__Data shown__
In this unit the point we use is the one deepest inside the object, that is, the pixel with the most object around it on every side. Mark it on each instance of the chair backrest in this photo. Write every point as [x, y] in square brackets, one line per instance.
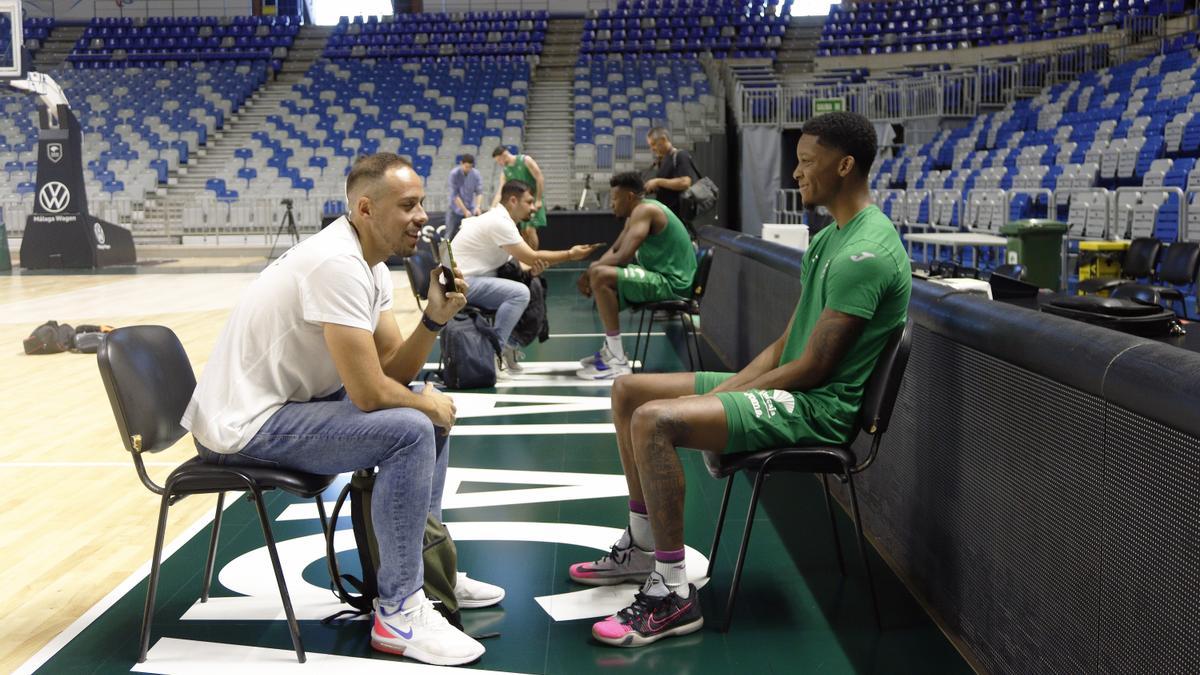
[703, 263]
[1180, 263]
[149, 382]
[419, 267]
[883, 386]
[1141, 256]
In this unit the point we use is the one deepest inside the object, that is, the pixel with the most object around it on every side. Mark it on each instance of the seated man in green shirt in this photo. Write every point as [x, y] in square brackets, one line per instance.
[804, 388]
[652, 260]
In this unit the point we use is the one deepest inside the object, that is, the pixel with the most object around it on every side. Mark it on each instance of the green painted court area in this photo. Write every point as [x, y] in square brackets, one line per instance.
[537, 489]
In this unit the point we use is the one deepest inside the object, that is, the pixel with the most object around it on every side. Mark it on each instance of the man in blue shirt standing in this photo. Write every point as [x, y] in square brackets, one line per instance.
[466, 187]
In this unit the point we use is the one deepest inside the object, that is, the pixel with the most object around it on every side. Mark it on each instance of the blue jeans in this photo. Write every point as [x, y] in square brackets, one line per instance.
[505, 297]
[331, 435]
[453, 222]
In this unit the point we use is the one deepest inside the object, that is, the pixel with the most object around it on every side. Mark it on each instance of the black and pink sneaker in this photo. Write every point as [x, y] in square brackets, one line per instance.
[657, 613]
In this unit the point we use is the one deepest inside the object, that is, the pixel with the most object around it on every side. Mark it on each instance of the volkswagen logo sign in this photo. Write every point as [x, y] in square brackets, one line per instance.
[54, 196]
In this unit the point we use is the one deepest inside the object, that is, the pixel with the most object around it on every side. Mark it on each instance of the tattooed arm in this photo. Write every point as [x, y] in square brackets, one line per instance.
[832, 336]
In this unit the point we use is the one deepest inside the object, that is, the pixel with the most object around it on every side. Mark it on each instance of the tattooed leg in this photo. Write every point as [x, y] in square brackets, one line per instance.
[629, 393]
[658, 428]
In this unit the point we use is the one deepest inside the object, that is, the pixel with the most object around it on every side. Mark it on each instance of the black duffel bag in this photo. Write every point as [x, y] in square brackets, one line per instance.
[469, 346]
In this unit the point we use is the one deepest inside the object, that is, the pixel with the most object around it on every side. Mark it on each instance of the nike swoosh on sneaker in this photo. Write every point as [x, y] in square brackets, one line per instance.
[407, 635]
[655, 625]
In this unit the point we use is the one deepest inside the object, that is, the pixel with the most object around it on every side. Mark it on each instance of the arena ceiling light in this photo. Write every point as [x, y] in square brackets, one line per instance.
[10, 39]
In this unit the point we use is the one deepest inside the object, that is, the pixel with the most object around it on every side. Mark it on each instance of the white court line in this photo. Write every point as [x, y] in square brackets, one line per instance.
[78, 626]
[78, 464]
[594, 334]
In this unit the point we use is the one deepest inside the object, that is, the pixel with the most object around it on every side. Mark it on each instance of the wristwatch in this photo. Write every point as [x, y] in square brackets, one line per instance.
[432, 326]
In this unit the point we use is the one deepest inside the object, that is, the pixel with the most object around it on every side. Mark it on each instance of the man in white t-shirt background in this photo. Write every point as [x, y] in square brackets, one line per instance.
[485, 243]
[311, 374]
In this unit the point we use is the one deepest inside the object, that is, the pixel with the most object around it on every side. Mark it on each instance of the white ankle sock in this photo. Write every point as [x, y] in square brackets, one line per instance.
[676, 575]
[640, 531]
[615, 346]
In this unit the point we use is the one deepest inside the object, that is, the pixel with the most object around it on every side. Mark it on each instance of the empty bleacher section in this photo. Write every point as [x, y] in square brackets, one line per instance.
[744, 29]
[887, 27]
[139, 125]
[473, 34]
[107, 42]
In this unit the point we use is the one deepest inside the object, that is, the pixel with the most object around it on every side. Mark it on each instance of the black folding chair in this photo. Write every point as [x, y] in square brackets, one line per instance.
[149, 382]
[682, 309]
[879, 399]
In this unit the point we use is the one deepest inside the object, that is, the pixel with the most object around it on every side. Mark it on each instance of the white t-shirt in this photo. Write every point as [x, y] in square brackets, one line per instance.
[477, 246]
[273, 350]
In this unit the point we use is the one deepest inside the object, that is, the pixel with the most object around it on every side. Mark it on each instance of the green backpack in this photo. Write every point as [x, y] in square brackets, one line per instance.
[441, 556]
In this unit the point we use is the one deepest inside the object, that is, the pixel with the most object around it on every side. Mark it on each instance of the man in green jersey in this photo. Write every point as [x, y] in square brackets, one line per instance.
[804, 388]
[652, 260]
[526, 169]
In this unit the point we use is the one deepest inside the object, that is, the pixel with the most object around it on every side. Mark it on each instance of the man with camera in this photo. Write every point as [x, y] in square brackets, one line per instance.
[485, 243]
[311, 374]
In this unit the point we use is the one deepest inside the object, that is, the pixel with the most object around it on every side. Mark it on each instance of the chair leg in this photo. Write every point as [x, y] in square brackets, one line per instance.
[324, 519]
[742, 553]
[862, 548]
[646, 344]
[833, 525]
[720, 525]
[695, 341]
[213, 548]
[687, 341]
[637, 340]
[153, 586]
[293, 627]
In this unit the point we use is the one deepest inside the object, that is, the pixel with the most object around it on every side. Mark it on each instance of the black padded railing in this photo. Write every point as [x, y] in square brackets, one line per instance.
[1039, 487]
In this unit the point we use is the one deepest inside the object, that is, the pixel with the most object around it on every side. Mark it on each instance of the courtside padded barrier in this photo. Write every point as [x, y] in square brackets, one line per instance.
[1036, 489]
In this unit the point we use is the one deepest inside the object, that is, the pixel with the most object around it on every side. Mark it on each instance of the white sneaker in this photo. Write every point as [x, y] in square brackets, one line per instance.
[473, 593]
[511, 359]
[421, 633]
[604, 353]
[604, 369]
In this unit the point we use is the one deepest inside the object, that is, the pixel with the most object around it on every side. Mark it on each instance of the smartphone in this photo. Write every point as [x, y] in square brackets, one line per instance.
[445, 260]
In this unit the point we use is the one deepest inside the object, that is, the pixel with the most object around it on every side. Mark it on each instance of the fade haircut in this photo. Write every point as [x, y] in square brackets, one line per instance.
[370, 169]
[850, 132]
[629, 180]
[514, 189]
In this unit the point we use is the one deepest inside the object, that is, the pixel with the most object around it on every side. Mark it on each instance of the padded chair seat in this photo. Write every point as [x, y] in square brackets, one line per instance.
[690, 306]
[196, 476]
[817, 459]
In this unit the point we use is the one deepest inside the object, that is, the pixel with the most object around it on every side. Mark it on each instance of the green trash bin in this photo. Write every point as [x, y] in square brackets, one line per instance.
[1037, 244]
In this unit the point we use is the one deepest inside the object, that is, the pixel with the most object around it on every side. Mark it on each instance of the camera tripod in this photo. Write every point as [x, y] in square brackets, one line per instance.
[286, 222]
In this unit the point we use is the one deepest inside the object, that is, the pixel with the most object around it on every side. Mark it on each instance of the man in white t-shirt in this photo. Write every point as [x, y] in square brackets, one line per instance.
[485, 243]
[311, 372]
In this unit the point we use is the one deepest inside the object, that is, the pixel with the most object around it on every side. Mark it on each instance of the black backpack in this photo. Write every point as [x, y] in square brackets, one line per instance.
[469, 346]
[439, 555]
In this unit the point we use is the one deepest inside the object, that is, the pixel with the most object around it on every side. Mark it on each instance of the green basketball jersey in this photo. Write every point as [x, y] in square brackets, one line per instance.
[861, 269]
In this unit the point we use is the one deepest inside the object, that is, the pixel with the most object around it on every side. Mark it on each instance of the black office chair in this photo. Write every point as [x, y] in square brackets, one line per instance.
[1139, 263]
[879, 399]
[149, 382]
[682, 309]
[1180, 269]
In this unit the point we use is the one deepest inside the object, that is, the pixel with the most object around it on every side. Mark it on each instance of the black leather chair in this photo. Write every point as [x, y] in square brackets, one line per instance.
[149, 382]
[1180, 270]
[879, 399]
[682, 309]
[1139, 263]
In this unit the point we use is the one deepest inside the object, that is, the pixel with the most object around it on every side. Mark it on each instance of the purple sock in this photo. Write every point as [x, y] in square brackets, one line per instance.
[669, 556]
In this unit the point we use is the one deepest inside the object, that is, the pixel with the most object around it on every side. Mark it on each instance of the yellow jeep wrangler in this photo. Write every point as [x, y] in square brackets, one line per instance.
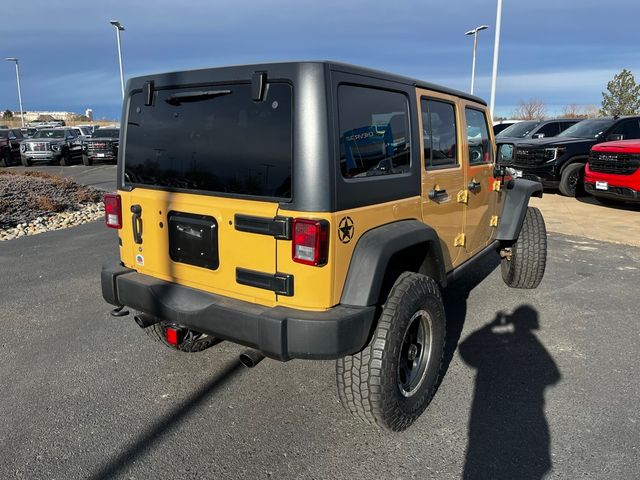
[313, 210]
...
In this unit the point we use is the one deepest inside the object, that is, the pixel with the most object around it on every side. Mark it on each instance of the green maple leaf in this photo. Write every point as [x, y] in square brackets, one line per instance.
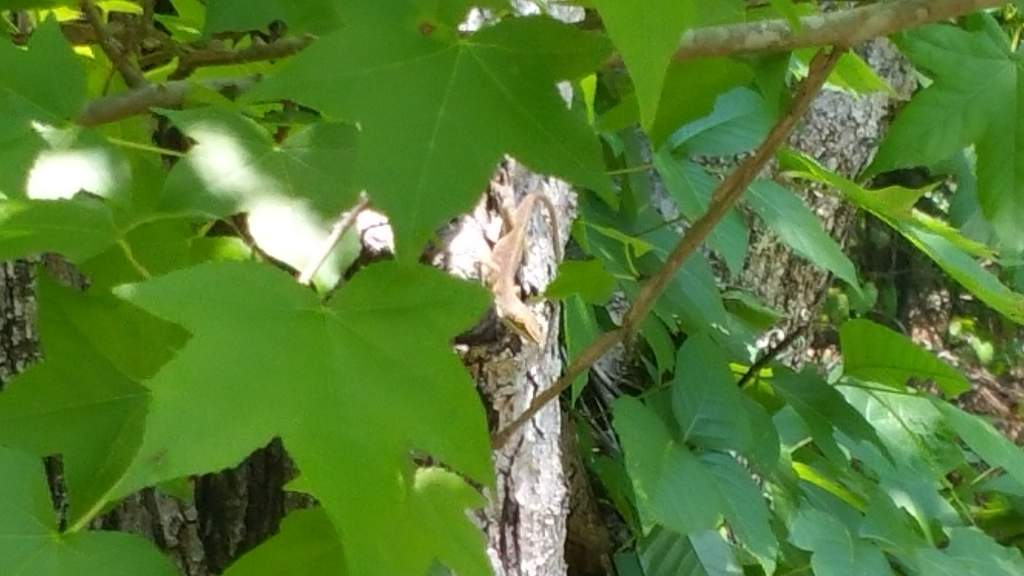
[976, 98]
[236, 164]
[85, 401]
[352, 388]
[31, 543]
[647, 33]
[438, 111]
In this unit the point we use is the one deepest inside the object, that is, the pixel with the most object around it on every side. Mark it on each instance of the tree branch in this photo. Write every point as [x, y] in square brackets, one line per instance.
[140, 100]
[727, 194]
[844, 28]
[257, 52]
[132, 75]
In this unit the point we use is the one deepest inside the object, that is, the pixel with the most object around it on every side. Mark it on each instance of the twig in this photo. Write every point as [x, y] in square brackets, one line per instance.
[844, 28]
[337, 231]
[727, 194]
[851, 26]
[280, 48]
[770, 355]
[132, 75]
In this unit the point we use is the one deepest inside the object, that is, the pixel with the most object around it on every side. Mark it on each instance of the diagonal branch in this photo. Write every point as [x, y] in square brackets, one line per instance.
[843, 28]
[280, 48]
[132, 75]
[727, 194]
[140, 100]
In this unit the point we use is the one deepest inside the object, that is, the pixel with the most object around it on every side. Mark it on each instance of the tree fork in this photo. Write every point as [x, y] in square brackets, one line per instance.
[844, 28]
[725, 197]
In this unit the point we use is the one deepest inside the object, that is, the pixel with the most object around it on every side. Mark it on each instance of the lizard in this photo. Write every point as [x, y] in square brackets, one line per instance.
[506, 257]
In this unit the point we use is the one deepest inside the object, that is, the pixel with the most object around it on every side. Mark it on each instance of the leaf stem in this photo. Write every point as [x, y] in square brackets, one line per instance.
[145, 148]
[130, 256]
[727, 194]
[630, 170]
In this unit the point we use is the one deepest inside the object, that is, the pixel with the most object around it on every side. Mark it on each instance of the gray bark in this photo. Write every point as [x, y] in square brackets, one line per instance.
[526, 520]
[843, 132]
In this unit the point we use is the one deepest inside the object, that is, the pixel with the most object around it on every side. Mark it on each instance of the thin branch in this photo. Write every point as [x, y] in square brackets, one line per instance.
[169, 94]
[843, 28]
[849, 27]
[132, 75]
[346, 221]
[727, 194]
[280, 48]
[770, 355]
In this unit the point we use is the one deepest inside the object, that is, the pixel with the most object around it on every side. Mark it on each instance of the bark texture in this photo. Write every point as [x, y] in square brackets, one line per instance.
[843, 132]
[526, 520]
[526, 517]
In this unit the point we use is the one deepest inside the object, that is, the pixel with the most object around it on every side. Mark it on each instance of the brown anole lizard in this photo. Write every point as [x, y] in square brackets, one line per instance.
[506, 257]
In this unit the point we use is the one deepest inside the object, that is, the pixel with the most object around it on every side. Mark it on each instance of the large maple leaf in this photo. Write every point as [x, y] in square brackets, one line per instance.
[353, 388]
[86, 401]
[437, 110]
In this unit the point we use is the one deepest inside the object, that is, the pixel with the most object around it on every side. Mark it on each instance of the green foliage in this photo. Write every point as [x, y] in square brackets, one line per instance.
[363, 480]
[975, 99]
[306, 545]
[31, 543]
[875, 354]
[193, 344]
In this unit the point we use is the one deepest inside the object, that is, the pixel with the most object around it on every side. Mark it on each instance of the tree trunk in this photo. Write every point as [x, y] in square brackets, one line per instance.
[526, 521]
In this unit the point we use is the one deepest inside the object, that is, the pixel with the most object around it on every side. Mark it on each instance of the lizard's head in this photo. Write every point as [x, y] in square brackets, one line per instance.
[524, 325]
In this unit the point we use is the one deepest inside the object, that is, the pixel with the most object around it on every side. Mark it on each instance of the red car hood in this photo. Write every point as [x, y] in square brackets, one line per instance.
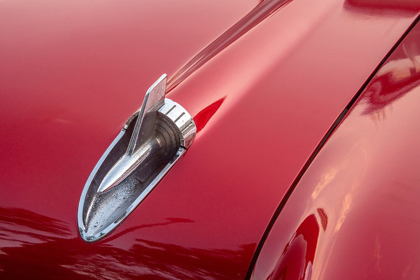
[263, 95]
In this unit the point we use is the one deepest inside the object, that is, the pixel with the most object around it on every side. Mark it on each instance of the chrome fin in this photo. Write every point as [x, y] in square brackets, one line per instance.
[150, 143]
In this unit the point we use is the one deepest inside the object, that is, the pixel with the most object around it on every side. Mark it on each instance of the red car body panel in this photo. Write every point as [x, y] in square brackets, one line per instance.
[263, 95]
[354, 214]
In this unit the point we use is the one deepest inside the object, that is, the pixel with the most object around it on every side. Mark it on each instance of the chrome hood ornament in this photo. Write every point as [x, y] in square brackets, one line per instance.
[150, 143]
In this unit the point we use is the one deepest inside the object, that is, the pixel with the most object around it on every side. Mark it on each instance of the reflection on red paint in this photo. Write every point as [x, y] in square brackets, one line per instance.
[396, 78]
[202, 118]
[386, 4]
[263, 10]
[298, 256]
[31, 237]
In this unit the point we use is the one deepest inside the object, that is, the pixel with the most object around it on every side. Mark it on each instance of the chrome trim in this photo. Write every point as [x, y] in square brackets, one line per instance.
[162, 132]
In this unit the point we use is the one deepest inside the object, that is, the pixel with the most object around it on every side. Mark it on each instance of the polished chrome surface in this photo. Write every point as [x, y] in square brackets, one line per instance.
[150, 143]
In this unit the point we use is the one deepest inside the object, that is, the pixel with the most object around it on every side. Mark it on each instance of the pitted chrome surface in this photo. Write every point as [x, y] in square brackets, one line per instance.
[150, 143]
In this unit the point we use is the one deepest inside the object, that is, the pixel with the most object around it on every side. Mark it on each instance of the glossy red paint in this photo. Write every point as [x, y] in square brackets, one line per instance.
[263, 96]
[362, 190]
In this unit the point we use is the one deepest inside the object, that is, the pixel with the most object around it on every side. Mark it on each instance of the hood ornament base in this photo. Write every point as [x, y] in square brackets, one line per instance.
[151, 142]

__Exercise directions__
Pull out every line of the data above that contains the word "bark".

__Solution to the exercise__
In this unit the point we use is the one deepest inside the object, that is, the pixel with the most object around it on every side. Mark it on each instance of the gray bark in this photo. Write every point as [x, y] in square brackets, one line per instance.
In this unit the point we use is the one deepest inside the object, that is, the pixel with the most object around it on every side. Mark it on each instance of the bark texture in this photo. Write every point as [x, y] in square brackets, one line per instance.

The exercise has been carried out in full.